WHAT TO PRODUCE
Exactly reproduce the lines from the line that has "Each instance of the roof overhang" down to the last line of the entries, inclusive.

Coordinate labeling data
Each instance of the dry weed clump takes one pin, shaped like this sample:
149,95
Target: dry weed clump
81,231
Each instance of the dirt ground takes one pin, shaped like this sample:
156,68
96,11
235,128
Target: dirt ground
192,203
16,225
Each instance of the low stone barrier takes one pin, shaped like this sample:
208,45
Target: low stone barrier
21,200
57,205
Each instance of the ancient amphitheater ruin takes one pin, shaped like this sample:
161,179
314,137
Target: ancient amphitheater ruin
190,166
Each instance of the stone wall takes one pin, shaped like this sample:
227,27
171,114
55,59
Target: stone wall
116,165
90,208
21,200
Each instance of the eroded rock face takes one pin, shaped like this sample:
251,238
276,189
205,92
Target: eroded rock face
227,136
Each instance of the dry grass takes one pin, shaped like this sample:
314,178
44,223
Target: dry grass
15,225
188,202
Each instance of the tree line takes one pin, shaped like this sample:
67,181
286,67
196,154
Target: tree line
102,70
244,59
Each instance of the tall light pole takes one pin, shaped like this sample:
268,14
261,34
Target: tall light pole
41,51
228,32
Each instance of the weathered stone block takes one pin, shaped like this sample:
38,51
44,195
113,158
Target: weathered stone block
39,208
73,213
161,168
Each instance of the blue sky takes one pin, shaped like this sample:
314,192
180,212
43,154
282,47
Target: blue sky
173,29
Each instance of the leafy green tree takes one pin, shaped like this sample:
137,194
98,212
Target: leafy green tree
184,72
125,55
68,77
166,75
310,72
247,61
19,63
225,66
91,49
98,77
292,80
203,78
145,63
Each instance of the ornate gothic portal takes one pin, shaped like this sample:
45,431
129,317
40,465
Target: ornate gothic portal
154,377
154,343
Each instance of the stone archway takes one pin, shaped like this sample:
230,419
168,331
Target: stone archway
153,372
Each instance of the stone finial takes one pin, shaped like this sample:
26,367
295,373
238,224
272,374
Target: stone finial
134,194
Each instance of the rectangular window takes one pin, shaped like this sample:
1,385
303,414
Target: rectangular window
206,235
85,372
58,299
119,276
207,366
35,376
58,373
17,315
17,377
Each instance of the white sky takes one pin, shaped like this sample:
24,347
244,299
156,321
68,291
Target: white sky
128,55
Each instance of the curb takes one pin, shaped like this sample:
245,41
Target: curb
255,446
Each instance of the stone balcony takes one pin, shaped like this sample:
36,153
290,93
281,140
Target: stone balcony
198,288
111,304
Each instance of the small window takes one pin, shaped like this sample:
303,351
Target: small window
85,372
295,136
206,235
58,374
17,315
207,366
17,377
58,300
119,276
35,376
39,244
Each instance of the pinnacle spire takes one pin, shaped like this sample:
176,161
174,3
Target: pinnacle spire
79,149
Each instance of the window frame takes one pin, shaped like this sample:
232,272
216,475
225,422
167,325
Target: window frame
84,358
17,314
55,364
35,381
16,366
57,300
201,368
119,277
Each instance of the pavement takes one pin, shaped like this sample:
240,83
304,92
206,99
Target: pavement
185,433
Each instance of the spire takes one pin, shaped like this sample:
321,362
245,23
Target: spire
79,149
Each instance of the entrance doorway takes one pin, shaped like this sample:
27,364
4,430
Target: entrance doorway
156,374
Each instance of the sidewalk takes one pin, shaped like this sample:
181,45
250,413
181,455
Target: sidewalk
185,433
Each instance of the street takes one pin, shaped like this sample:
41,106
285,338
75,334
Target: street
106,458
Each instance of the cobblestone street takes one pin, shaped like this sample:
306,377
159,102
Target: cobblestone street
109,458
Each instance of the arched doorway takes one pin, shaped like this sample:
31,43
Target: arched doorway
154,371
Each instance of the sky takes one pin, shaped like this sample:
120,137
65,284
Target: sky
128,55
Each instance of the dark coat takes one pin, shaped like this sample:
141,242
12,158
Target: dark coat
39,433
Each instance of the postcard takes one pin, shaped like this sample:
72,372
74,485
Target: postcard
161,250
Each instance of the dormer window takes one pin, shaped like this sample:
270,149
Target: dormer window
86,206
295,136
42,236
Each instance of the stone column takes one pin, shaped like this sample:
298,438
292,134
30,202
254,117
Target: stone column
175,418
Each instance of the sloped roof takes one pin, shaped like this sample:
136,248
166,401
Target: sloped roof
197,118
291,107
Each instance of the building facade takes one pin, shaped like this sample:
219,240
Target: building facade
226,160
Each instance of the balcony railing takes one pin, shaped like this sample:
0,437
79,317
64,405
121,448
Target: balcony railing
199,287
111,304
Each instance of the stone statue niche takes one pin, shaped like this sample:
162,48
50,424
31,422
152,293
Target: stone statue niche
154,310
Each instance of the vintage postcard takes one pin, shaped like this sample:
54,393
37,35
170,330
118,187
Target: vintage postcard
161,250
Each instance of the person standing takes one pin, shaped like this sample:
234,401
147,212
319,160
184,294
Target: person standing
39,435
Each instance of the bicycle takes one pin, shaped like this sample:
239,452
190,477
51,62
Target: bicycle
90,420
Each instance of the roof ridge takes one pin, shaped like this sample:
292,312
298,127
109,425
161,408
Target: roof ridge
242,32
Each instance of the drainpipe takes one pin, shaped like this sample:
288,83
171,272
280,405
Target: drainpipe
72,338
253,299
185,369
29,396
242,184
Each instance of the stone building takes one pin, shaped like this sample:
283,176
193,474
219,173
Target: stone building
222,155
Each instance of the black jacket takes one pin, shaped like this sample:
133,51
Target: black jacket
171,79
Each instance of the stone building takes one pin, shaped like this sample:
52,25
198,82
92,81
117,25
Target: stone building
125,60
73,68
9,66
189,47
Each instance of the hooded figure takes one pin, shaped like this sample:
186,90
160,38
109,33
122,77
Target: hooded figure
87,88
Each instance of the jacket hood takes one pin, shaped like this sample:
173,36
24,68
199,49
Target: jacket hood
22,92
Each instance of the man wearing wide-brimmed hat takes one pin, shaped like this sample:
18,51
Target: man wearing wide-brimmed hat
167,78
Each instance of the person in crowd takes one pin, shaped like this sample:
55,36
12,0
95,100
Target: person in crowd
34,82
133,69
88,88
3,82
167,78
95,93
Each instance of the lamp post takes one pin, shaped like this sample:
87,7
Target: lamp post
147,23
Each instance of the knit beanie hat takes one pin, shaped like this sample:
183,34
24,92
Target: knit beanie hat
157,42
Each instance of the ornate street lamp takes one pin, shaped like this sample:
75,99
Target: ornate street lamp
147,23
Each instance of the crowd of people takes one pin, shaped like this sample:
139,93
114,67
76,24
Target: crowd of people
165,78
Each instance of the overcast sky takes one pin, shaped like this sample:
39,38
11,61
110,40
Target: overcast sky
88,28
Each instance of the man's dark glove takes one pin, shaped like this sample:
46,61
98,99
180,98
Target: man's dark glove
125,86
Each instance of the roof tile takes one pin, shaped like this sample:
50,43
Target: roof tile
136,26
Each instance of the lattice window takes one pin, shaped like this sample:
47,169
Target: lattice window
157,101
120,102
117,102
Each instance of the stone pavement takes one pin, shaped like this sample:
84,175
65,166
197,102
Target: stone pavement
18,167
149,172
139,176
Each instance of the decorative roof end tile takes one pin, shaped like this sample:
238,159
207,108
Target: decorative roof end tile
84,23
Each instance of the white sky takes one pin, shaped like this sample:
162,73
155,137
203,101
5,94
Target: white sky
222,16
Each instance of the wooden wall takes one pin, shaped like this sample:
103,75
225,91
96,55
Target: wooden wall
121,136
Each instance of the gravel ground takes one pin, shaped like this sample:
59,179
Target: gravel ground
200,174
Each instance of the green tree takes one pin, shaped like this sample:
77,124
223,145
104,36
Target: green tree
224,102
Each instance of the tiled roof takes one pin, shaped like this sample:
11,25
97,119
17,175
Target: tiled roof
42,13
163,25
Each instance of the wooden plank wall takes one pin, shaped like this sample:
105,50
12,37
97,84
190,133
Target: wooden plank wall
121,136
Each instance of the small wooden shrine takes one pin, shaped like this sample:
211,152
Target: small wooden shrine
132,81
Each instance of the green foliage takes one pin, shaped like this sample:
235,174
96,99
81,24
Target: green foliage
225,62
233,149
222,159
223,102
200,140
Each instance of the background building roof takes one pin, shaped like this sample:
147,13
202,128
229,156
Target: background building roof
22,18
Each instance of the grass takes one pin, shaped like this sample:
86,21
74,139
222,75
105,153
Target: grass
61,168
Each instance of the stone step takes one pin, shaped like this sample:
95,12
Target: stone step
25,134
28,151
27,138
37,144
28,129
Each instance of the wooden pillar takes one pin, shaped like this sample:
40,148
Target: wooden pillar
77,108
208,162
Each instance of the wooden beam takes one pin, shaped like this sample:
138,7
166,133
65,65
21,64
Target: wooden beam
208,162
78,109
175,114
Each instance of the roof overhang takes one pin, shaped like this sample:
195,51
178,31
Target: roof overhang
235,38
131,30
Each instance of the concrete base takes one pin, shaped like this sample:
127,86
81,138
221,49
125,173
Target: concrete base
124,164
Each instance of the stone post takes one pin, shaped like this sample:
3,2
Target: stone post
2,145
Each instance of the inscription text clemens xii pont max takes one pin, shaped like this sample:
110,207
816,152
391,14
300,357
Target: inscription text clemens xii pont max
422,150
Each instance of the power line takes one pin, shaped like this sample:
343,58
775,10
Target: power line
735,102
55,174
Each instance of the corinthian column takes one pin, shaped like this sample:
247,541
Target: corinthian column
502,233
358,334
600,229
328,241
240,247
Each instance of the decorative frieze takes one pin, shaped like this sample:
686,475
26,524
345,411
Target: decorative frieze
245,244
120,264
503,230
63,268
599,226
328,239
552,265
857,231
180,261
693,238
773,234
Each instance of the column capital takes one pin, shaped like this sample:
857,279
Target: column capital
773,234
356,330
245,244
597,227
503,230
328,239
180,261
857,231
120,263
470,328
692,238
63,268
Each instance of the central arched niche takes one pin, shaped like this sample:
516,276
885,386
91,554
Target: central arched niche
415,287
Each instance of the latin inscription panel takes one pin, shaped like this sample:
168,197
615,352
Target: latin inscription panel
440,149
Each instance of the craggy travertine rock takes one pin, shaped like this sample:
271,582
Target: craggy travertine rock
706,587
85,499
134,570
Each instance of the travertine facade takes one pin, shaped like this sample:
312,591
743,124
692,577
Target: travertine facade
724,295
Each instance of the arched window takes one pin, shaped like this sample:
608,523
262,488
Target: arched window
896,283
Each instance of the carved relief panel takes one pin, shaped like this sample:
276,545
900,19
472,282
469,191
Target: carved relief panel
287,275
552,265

SOLUTION TO THIS TASK
Each instance of the roof overhang takes one pin, shaped like this sample:
195,51
178,31
Target: roof overhang
235,38
131,30
Each instance of the concrete base takes one pin, shaped like this sample:
127,86
81,138
221,49
125,173
Target: concrete base
124,164
Each instance of the stone post takes one pin, shaped like this sample:
3,2
Target: stone post
2,145
Each instance of the inscription text clemens xii pont max takes one pin, shaped like this sample:
110,207
816,152
391,14
300,357
Target: inscription text clemens xii pont max
422,150
Each instance of the power line takes one pin, shaped like this sample:
343,58
775,10
Target: power line
735,102
55,174
Each instance of the corinthian column takes one pin, shaped like this sample:
247,541
Target: corinthian column
502,233
358,334
600,229
328,241
240,247
Each instance of the decorative frieze takes one pin, shaped like this sample:
686,475
26,524
345,411
Target: decorative frieze
245,244
120,264
503,230
63,268
599,226
328,239
552,265
857,231
180,261
693,238
773,234
Each instance of the column capital takes one pin, shaped like this sample:
857,279
Target: column capital
773,234
356,330
245,244
597,227
503,230
328,239
180,261
857,231
120,263
470,328
692,238
63,268
Each instance of the central arched niche takes one pin, shaped like this sample:
516,276
885,386
91,554
Target: central arched niche
415,287
Each instance of the latin inscription panel takes one pin, shaped like this sample:
168,197
615,352
Target: latin inscription panel
440,149
Each instance of the craggy travertine rock takes one pin, shaped like this sample:
271,582
Target: craggy travertine rock
706,587
85,499
134,570
Each instance of the travertine facade takes one pin, shaped like this sample:
312,591
743,124
692,577
Target: travertine facade
724,295
Each instance of the arched window takes one pin, shaped like this sample:
608,523
262,488
Target: arched window
896,283
Each instance of the carved relief panel takes one pin, shaped like this sample:
276,545
900,19
472,282
469,191
Target: carved relief panel
287,275
552,265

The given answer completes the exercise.